■ WHAT THE TASK REQUIRES: List every line in the listing below that contains the string "leaf", copying each such line in full.

--- Begin ---

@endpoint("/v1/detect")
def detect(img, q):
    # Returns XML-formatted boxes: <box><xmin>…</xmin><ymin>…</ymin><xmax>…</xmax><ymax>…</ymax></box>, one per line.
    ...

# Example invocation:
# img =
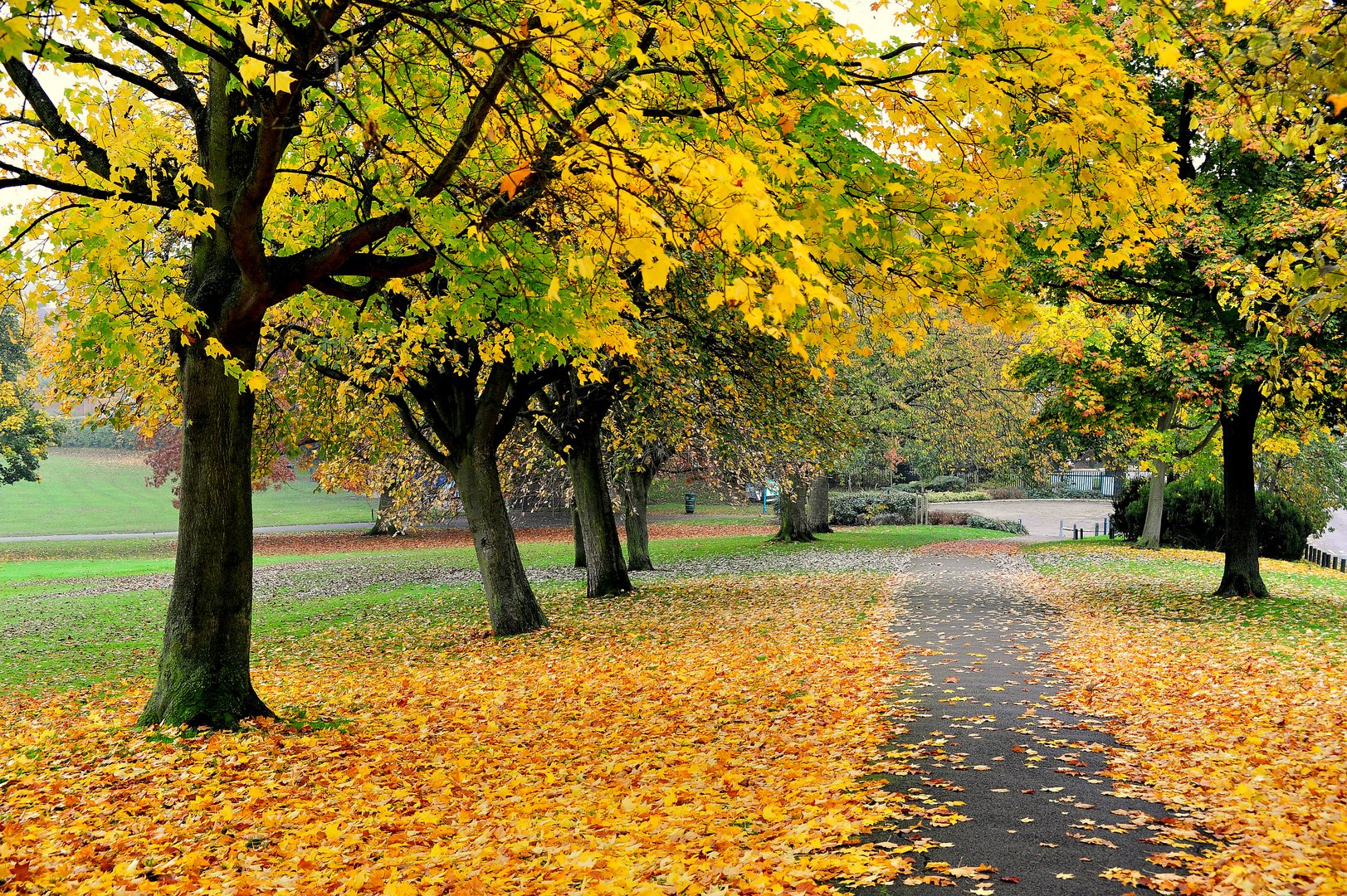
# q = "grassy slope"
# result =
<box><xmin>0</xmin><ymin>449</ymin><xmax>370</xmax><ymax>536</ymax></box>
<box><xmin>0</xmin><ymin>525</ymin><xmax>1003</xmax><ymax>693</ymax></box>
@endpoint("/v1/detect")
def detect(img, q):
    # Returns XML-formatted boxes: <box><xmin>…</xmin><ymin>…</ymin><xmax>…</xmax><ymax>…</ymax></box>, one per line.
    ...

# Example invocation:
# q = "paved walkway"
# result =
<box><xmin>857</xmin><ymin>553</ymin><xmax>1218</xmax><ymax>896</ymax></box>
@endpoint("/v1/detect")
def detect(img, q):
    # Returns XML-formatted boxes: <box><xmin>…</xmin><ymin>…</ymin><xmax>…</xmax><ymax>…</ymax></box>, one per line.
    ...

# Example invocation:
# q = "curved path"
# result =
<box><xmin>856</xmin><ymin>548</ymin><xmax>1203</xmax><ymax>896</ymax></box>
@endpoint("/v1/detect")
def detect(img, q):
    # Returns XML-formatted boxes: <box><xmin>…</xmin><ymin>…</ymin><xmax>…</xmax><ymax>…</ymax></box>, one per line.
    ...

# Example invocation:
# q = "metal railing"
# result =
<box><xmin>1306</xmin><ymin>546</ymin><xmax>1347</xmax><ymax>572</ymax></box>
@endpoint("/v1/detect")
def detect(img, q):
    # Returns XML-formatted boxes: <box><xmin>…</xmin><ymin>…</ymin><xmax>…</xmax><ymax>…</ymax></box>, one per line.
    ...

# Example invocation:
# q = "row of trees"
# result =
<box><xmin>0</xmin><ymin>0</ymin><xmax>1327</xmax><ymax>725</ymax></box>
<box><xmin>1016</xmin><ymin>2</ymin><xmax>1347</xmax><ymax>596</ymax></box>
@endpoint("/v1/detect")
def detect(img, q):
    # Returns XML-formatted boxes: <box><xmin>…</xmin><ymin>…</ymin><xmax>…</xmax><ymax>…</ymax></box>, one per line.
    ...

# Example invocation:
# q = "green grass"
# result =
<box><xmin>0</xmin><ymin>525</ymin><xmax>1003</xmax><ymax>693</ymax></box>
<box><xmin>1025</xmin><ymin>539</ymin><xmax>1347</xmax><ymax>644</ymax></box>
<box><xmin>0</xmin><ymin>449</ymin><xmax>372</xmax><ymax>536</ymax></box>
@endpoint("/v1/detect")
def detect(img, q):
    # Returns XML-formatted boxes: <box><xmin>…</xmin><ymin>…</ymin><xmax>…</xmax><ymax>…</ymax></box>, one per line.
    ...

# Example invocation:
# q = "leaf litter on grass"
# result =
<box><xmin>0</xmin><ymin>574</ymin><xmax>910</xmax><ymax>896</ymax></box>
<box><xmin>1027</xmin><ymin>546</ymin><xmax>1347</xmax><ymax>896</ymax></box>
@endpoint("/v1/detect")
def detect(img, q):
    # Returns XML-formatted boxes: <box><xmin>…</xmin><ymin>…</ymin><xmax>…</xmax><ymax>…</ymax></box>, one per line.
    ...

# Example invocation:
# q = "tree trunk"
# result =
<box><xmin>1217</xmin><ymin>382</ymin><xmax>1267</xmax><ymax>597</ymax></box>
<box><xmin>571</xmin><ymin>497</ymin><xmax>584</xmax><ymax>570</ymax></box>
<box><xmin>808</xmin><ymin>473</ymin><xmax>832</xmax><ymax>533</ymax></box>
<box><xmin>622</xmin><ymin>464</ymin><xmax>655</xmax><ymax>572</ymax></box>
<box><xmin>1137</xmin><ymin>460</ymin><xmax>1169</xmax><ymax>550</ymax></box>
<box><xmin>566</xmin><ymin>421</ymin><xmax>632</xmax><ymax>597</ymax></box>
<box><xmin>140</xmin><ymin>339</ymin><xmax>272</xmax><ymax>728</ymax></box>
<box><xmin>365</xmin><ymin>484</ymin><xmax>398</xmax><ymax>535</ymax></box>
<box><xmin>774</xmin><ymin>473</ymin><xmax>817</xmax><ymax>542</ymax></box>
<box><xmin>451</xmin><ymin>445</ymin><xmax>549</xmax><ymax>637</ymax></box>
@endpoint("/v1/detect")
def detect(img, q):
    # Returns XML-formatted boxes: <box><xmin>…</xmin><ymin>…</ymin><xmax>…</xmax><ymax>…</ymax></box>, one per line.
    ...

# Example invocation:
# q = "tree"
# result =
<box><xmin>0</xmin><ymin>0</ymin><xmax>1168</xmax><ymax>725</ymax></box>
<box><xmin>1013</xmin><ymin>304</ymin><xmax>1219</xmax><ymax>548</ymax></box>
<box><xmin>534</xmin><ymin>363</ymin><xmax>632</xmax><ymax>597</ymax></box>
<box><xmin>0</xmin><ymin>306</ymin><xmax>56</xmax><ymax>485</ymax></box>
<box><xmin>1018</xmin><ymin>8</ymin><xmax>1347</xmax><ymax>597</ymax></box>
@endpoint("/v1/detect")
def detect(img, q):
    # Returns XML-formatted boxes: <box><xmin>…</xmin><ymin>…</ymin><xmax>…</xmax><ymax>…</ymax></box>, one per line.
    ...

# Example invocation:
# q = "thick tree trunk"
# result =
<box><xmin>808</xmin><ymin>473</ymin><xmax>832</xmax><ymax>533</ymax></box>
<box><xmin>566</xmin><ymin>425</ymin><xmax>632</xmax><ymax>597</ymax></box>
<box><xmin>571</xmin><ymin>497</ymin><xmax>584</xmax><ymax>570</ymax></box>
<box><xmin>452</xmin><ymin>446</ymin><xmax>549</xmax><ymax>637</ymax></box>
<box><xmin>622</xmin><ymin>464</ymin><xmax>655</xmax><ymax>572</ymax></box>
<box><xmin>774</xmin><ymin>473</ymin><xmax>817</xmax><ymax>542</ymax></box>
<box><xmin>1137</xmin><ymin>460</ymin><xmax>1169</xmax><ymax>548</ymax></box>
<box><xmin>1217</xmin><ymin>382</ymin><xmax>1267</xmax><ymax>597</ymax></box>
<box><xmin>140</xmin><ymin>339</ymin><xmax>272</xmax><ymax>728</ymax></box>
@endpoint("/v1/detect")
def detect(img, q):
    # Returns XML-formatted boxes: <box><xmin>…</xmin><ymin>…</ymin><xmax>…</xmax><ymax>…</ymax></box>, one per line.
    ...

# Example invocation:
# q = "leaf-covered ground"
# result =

--- End ---

■ RESULT OF THE EXERCISE:
# q = "leaf litter on grass"
# q = "leaf-covered ground"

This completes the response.